▸ Texte à lire

⁂

Droit et justice dans le Lévitique

 

 

Par JACQUES NUSSBAUMER

 

 

Beaucoup de croyants achoppent sur l’aridité du Lévitique et craignent de se perdre dans un système complexe de sacrifices et de lois qui paraît étrange à bien des égards. Une lecture thématique peut néanmoins permettre de faire émerger certains caractères importants du Dieu qui se révèle. Pour comprendre le droit et la justice selon Dieu dans le Lévitique, il est nécessaire de prendre quelques précautions pour éviter les malentendus.

 

 

Trois précautions

 

D’abord, notons que dans l’Ancien Testament, la société forme un tout : cela n’a pas de sens de séparer le religieux et le civil, le moral et le social1 comme si ces termes relevaient de sphères distinctes. Ainsi, le Lévitique entremêle soigneusement tous les aspects de la vie du peuple en les plaçant sous l’autorité de Dieu : il n’y a pas d’espace « laïque » dans les sociétés du Proche-Orient Ancien.

⁂

▸ Données fournies
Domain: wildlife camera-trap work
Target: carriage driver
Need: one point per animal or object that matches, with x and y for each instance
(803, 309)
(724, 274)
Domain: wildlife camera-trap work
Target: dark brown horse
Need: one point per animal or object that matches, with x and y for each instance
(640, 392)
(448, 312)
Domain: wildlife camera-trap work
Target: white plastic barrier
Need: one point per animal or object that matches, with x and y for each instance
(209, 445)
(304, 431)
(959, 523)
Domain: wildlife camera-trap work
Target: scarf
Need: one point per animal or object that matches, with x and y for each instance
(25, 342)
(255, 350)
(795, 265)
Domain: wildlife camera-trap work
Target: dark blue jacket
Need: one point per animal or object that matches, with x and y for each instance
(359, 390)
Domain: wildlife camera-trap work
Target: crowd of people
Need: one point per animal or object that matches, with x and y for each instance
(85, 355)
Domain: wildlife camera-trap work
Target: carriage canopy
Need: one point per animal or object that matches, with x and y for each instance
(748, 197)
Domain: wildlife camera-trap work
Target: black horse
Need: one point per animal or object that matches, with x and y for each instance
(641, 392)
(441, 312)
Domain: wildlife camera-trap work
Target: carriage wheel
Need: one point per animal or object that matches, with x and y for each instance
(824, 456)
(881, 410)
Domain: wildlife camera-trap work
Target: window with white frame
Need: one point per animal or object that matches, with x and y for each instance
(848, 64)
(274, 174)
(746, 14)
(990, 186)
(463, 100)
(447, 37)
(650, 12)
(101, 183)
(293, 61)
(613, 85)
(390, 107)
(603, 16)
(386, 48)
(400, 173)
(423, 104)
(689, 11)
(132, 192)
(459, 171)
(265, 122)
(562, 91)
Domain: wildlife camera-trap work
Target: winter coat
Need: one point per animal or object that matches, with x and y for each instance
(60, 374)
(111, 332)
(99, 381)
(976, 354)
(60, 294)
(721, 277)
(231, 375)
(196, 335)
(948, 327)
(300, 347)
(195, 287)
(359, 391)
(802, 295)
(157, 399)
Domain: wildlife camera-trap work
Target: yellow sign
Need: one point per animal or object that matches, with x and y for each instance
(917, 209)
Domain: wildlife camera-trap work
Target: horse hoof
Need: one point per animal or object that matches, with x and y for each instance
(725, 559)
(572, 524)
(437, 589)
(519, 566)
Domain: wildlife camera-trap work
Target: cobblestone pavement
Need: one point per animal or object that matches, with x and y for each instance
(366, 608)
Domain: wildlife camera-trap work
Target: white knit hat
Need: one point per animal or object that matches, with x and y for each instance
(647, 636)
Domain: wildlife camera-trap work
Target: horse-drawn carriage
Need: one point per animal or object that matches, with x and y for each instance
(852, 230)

⁂

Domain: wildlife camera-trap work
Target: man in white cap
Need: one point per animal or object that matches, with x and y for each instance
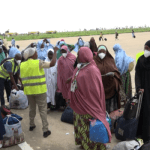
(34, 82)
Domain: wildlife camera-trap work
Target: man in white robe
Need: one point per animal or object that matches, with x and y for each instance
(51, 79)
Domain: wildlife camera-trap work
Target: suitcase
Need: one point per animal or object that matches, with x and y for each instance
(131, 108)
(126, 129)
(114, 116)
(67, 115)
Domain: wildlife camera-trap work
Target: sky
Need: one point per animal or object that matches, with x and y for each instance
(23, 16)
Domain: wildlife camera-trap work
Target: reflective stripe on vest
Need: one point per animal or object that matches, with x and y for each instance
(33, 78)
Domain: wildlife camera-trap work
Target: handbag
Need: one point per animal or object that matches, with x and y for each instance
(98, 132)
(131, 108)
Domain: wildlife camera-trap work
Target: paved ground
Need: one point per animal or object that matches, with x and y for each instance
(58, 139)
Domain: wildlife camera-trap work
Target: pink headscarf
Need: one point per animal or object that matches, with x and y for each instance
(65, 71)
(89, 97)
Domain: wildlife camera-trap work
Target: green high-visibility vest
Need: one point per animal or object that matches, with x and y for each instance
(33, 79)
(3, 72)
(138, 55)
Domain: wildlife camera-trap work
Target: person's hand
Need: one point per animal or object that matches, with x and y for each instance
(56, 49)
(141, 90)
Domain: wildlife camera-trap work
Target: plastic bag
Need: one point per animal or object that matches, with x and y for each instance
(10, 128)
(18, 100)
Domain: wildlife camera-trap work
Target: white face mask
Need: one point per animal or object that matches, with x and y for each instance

⁂

▸ Défi A
Recopiez fidèlement le passage du texte sur le Lévitique, en commençant à "Droit et justice" et en terminant à "éviter les malentendus.".
▸ Défi B
D'après le texte sur le Lévitique, quel type d'espace n'existe pas dans les sociétés du Proche-Orient Ancien ?
▸ Défi C
Prolongez le texte sur le Lévitique à partir de l'endroit où il s'arrête.
Les données forment un matériau à part, indépendant du texte.

▸ Réponse rédigée A
Droit et justice dans le Lévitique

 

 

Par JACQUES NUSSBAUMER

 

 

Beaucoup de croyants achoppent sur l’aridité du Lévitique et craignent de se perdre dans un système complexe de sacrifices et de lois qui paraît étrange à bien des égards. Une lecture thématique peut néanmoins permettre de faire émerger certains caractères importants du Dieu qui se révèle. Pour comprendre le droit et la justice selon Dieu dans le Lévitique, il est nécessaire de prendre quelques précautions pour éviter les malentendus.

▸ Réponse rédigée B
Un espace « laïque ».

▸ Réponse rédigée C
Ensuite, on ne peut restreindre le droit et la justice au fonctionnement du système judiciaire. La préoccupation de justice imprègne tous les domaines. Wright rappelle que la délivrance que Dieu a opérée en Égypte est à comprendre non seulement comme un acte de salut, mais aussi comme un acte de justice face à l’oppression imposée par le pharaon2. Dans cette logique, une guerre peut très bien constituer un acte de justice tout autant qu’un arbitrage opéré par les juges ou les anciens d’une ville qui étaient en charge de la justice civile et pénale3.

 

Enfin, la justice dans l’Ancien Testament n’a de sens que par rapport à la relation d’alliance entre Dieu et son peuple. La loi que l’on trouve dans le pentateuque est d’abord consacrée aux règles qui organisent les relations asymétriques entre le suzerain, le Seigneur YHWH, et le vassal, le peuple d’Israël : la loi traduit l’altérité de Dieu par la mise en lumière du gouffre qui sépare le Dieu saint et souverain du peuple faillible et souvent rebelle. Dans le Lévitique, les relations humaines sont régulées en lien explicite avec les relations à YHWH, le Dieu saint.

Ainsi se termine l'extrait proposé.